Tâche
Poursuivez, s'il vous plaît, le texte sur la canne à sucre à partir de sa dernière phrase.

Texte source

Sucre, rhum, engrais, bioénergie… : les productions à base de canne à sucre sont nombreuses. Face à une demande croissante au niveau mondial, la culture s’intensifie, les rendements s’améliorent et de nouvelles surfaces agricoles sont plantées.
Avec un peu moins de trois millions de tonnes produites annuellement, la canne à sucre française reste un poids plume face aux productions brésilienne (715 millions de tonnes en 2021) ou indienne (405 millions). Sur le plan scientifique et agronomique en revanche, la France se démarque nettement par des pratiques agricoles plus vertueuses et respectueuse de l’environnement. Le maître-mot : l’agroécologie, soient des méthodes basées sur la réduction de l’utilisation de produits chimiques, la restauration de la biodiversité et le maintien de la santé des sols.
Une canne durable et agroécologique en outremer
« A La Réunion par exemple, la culture de canne à sucre s’étend sur la moitié de la surface agricole utilisable. Son rôle pour l’économie locale est crucial. » Christophe Poser est correspondant de la filière canne à sucre au Cirad. Il travaille au sein d’une équipe de scientifiques qui collaborent avec des producteurs de canne et des acteurs locaux depuis des dizaines d’années. A La Réunion, en Guadeloupe et en Martinique, la mise au point d’alternatives aux herbicides est la priorité absolue. Sur ces territoires, le Cirad et ses partenaires contribuent au développement d’une ambition « vers zéro pesticide ».
« Le contexte dans les outremers français est favorable à une transition agroécologique, décrypte le chercheur. La culture y est déjà pratiquée de manière assez vertueuse, c’est-à-dire avec un usage raisonné des intrants chimiques et sans recours au brûlage avant la récolte. Des progrès sont réalisés en terme de disponibilité de variétés de canne adaptées, de lutte biologique, mais aussi de systèmes de plantation novateurs. La présence d’insectes auxiliaires des cultures augmentée par l’introduction de plantes hôtes est encouragée. » Si les producteurs sont convaincus de la nécessité de progresser dans cette voie, toutes les solutions ne sont pas encore là. Selon Christophe Poser, un important travail collectif de mise au point des techniques et d’évaluation des impacts est nécessaire. Enfin, « la transition ne sera possible que si les agriculteurs voient un intérêt financier rétribuant leurs efforts ».
Amélioration variétale, meilleures connaissances des bioagresseurs, nouvelles pratiques agricoles incluant le numérique, viabilité économique de ces innovations, organisation de la filière, etc. : la recherche participe à ouvrir le champ des possibles. En outremers, elle peut compter sur le soutien de l’Union européenne, qui met l’accent sur une agriculture plus respectueuse de l’environnement.

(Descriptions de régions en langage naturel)

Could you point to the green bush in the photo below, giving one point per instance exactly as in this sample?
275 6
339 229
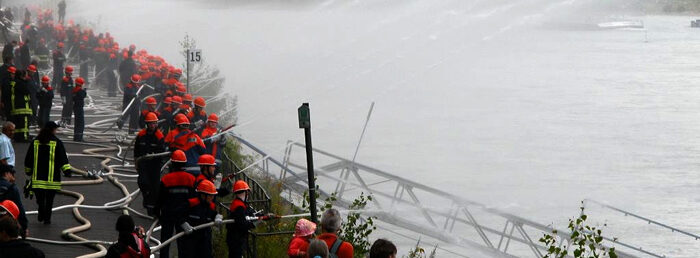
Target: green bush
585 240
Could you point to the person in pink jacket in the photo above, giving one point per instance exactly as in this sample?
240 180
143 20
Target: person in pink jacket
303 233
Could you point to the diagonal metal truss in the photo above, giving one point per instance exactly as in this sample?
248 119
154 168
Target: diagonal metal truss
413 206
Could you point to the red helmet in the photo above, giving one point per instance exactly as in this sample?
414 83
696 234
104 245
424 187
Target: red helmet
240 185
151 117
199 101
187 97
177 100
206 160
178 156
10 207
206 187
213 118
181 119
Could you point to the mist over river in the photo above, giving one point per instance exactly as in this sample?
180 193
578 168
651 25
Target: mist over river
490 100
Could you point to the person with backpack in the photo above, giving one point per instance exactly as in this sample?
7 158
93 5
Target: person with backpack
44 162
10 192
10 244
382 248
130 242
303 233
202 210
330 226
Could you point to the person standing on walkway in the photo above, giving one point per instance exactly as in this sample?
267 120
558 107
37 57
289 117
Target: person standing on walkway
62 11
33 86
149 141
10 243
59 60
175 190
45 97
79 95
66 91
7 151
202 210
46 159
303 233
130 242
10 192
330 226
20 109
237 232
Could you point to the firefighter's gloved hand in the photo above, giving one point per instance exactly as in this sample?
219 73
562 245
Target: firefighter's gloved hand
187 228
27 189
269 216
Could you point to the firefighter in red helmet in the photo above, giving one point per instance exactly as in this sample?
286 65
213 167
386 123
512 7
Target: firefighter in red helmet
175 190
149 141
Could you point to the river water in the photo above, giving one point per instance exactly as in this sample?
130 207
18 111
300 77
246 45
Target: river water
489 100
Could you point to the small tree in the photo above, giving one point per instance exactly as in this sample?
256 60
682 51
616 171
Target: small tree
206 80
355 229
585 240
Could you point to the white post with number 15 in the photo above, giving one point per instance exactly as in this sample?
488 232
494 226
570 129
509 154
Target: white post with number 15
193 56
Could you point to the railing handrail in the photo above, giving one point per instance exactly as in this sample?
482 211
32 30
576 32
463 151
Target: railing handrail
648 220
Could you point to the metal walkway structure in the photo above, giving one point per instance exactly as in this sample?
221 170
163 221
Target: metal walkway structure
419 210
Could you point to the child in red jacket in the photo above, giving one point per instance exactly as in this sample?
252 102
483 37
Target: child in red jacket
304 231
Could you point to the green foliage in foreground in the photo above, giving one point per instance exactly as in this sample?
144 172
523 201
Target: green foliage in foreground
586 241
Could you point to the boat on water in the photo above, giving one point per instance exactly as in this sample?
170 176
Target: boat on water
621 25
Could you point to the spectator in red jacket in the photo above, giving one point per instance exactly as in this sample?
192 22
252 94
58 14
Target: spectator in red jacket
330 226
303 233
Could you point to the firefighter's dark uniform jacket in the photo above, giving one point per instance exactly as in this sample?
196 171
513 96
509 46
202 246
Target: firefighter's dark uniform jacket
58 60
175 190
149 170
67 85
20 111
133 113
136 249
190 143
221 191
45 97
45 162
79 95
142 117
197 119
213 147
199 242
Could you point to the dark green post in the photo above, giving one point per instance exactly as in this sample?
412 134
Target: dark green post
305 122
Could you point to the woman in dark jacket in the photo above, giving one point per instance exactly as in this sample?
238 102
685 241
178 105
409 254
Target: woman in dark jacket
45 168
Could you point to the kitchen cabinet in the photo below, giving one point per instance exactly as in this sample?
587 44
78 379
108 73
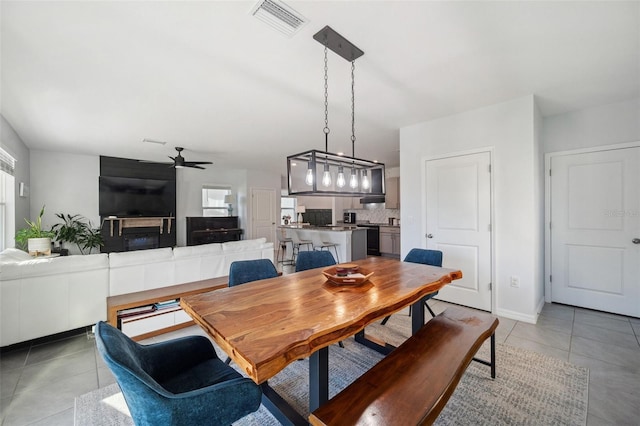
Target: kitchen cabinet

Votre réponse
Ensemble, le Cirad et eRcane, centre de recherche sur la canne à sucre basé à La Réunion, accompagnent la filière canne à sucre en proposant des solutions pour une canne plus durable et responsable tout en soutenant les planteurs dans leurs problématiques agricoles et la gestion de leurs parcelles avec des outils innovants et modernes. En août 2020, ils ont signé un nouvel accord-cadre de coopération scientifique pour la période 2021-2027.
L’agroécologie pour les petites exploitations africaines
Plusieurs des solutions déjà développées dans les outremers français pourraient être déployées en Afrique, selon Christophe Poser. « Le continent fait face à une augmentation de la demande en sucre, liée à la hausse de sa démographie. Face aux évolutions du marché, mais aussi face aux impacts du changement climatique, l’agroécologie pourrait séduire les petits producteurs. Les sols restent en bonne santé et utilisables longtemps, les revenus se diversifient, la dépendance aux intrants diminue… Les avantages sont certains. »
Les techniques existent, encore faut-il qu’elles soient adoptées. Le Cirad compte donc sur la contribution des sciences humaines et sociales pour identifier les verrous à la transition agroécologique sur ces territoires, en s’appuyant sur un réseau de partenaires locaux, dans le domaine de la recherche, de la formation et de l’agriculture.
La serre de quarantaine de Montpellier, aide au transfert international de variétés
Les pays producteurs de canne s’échangent fréquemment des boutures issues de différentes variétés. Les boutures sont des jeunes pousses coupées. Un hectare de canne à sucre demande dix tonnes de boutures.
Ces échanges permettent aux producteurs de tester, d’adapter et d’améliorer leurs plantations. Or, les pousses sont susceptibles de transporter des maladies, des insectes ou des champignons. Elles doivent donc passer par des serres de quarantaine.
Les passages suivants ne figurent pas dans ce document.